DATA:
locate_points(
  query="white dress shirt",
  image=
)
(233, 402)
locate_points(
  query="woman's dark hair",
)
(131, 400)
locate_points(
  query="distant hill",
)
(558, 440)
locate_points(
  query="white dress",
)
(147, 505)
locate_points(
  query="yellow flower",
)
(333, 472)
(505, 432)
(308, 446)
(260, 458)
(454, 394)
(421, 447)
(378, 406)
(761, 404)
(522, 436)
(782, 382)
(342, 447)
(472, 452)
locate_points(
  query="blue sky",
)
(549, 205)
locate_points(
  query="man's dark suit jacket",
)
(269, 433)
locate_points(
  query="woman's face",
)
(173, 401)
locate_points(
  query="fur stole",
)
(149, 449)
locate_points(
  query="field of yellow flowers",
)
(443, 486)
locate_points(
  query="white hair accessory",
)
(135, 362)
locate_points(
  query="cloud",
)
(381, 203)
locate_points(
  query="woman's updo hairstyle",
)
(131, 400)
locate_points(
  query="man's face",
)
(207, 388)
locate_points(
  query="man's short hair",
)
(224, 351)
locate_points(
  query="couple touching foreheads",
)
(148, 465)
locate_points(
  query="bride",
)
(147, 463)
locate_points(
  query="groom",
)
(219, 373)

---

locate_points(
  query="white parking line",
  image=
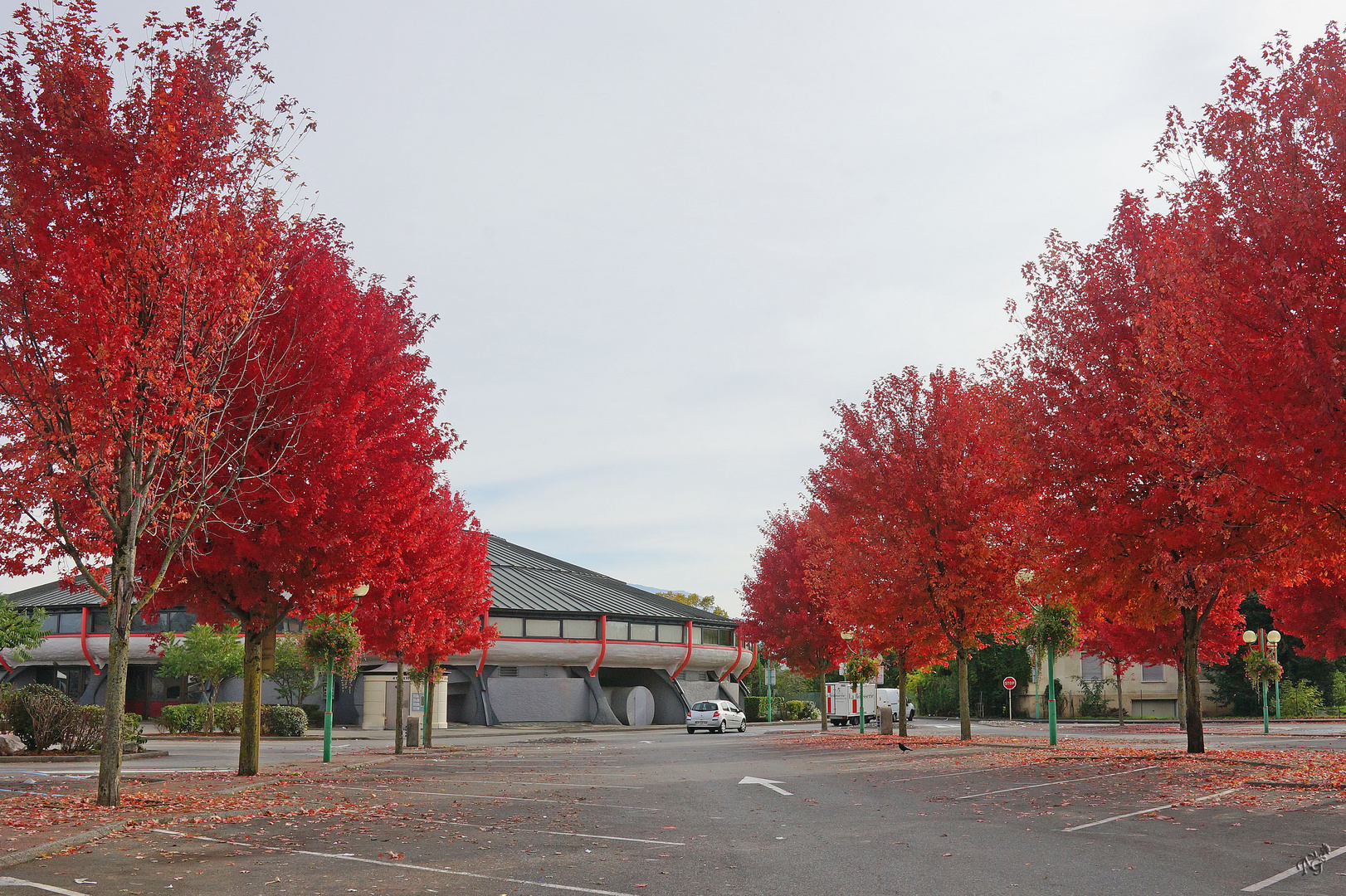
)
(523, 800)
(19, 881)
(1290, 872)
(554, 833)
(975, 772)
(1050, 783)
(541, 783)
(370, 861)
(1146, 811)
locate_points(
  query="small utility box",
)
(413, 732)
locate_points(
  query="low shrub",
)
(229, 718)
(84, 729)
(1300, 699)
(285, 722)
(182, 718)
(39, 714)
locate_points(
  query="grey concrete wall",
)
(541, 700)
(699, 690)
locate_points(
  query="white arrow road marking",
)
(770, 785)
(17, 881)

WHAT THE TASK REQUIRES:
Sift through the material above and copy the lines that contain the word "woman".

OUTPUT BELOW:
  query="woman's dark hair",
  query="woman's face",
  query="woman's updo hairstyle",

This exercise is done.